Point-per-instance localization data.

____

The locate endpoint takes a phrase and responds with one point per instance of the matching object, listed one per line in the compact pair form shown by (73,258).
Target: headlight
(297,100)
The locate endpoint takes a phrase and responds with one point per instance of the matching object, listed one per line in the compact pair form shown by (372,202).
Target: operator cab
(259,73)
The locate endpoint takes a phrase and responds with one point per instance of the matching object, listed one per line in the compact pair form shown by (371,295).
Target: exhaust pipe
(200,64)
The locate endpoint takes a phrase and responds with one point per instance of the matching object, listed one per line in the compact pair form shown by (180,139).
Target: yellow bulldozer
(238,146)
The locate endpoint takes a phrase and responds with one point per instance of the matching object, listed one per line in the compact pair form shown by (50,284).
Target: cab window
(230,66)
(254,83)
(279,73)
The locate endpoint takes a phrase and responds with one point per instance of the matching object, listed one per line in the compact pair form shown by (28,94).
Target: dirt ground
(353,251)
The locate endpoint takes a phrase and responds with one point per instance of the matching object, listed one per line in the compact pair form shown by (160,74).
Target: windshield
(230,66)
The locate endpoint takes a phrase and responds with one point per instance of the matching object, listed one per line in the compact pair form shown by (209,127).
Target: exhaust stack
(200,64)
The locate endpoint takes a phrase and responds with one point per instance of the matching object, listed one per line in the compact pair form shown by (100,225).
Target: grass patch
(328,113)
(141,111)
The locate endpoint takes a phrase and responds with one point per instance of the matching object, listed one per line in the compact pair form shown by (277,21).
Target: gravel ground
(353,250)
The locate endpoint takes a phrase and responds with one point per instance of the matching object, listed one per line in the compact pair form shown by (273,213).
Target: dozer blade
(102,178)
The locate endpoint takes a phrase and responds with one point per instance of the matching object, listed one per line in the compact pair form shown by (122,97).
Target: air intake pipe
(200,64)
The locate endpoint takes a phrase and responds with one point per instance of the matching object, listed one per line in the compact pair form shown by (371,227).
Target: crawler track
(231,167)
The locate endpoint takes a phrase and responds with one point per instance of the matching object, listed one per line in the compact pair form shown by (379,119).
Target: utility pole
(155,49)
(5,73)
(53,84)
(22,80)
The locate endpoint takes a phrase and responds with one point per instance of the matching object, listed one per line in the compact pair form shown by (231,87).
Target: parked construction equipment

____

Instructions to follow. Could you give the records above again, exactly and in full?

Answer to this exercise.
The locate endpoint takes a phrase and responds with one point per instance of the matching object, listed one per line in the compact pair form shown by (73,258).
Target: headlight
(297,100)
The locate endpoint takes a phrase and responds with one point per instance of the matching object, listed one per line in the compact pair form shown by (372,202).
Target: operator cab
(259,73)
The locate endpoint takes a phrase and responds with one point per instance of the matching object, listed one per line in the compact pair form shown by (371,295).
Target: exhaust pipe
(200,64)
The locate endpoint takes a phrase and responds with one point per instance of the matching object, listed one per line in the compact pair form shown by (180,139).
Target: yellow bulldozer
(238,146)
The locate endpoint takes a phrase and responds with one point per instance of the matching object, listed one per line in the compact pair form shown by (50,284).
Target: cab window
(230,66)
(254,83)
(279,73)
The locate endpoint takes a phrase and responds with one point per instance of the matching object, listed one per line in the compact pair form shown by (28,94).
Target: dirt ground
(353,251)
The locate endpoint takes a phrase and responds with one point per instance of the matching object, listed one per line in the compact pair form shown by (160,74).
Target: windshield
(230,66)
The locate endpoint takes a phrase and responds with one point per instance of the matching object, listed one per line in the compact pair form shown by (209,127).
Target: exhaust stack
(200,64)
The locate endpoint takes a phrase and responds with one point per instance of the matching object, listed one per line in the compact pair form shown by (100,225).
Target: grass patch
(328,113)
(141,111)
The locate endpoint takes a phrase and responds with one point per instance of the matching object, listed one per line in the compact pair form shown by (277,21).
Target: gravel ground
(353,250)
The locate endpoint takes a phrase and responds with one point per instance of the matching object, listed one per line in the compact pair form shown by (273,213).
Target: dozer blade
(102,178)
The locate endpoint takes a phrase and responds with one point per instance of the matching object, listed one per line in the compact pair form shown by (122,97).
Target: air intake pipe
(200,64)
The locate endpoint takes a phrase and responds with one point per instance of the matching object, listed one per line in the compact pair form shown by (371,227).
Target: crawler track
(231,167)
The locate endpoint takes a phrase and responds with one point per instance of the matching object, listed one per line in the compact pair form shown by (379,119).
Target: utility pole
(155,49)
(5,73)
(53,84)
(22,80)
The locate endpoint takes a phrase and responds with one point per instance of the matching object, listed one per line in the compact pair form shown by (231,87).
Target: parked construction equipment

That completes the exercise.